> [Requirement 1]: According to the article on frozen Mac programs, what short name is the spinning beachball of death sometimes called?

> [Source text]:

□ □ □ □

Kill a Frozen Program to Stop the Spinning Beachball in Mac OS X

May 3, 2007 - 25 Comments

Spinning beachball of death in Mac OS X Frozen apps happen to the best of us for reasons we don’t always understand, and a Mac application can just suddenly become unresponsive and we see the spinning beachball of death (sometimes called SBOD for short).

For those new to the Mac platform, getting around the spinning wait cursor might be confusing, so here’s two ways to do just that. The first method is through the GUI using a trick called Force Quit, and the second method is using the command line kill utility, which should be familiar to Mac users coming from a unix background. Both work, so it’s just a matter of choosing what you’re comfortable with the next time you discover the spinning color ball cursor taking over your Mac when a program freezes up.

For the most part, you’ll see the Spinning Beachball in Mac OS X when an app is frozen, stuck, or crashing. Since it’s going to crash anyway, you can go ahead and kill the frozen app to stop the SPOD beachball spinning around endlessly and speed things up.

□ □ □ □

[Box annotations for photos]
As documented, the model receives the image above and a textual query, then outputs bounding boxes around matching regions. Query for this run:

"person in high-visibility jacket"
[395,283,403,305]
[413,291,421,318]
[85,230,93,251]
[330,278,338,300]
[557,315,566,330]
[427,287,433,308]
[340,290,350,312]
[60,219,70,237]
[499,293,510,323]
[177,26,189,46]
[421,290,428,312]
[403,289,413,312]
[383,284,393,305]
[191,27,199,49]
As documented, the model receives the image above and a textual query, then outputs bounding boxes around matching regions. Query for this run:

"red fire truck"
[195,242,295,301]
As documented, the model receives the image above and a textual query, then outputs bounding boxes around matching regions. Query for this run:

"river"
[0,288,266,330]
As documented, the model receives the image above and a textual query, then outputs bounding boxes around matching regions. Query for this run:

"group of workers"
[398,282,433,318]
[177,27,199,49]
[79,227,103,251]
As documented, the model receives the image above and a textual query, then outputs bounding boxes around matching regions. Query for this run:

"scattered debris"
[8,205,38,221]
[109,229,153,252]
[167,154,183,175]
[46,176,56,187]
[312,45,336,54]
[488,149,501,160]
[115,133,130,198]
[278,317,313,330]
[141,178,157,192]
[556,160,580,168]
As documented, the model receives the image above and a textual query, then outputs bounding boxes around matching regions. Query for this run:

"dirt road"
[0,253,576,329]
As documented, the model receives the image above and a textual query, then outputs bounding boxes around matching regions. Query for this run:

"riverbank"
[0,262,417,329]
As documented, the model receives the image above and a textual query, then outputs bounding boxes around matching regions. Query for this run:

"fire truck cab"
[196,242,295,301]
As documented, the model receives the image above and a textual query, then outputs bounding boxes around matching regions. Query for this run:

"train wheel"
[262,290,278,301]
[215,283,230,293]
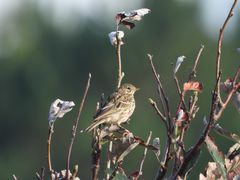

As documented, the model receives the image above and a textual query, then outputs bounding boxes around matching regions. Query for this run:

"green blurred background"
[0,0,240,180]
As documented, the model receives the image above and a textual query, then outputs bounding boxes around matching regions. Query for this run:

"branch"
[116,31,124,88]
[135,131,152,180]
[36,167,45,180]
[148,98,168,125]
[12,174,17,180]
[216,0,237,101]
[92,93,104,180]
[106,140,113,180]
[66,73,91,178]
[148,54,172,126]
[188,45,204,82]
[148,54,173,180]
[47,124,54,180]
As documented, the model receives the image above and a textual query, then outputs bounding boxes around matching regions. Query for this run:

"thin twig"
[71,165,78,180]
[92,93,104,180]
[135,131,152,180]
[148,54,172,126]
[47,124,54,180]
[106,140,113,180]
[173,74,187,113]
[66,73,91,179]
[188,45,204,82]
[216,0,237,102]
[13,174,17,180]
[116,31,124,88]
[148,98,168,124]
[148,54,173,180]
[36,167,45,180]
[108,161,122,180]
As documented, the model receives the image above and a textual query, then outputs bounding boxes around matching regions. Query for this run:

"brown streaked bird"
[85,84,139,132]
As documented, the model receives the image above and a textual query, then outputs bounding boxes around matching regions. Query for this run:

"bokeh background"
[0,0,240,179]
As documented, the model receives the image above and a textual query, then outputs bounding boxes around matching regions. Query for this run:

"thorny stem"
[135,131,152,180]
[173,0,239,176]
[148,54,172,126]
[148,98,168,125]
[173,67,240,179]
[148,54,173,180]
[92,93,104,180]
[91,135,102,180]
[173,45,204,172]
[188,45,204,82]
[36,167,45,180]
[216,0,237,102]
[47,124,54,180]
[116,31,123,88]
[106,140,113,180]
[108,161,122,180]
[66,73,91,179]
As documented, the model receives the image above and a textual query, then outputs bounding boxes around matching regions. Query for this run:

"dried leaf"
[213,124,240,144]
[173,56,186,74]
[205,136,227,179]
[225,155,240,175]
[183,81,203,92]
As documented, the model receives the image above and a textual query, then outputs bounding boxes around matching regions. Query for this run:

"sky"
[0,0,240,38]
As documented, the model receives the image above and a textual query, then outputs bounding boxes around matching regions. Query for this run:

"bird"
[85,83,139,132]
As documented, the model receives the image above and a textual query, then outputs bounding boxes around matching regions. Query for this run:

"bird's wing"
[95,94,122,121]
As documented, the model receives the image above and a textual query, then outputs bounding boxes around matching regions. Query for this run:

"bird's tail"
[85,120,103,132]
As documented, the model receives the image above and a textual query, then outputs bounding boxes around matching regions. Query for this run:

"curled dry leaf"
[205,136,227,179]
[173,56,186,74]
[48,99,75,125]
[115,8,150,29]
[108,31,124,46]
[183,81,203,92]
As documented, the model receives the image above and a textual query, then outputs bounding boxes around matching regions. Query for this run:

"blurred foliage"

□ □ □ □

> [Requirement 2]: Pick out every line of the entries that contains the word "background", treating uppercase and lowercase as different.

> [Exercise output 1]: SBOD

> [Exercise output 2]:
"green blurred background"
"bokeh background"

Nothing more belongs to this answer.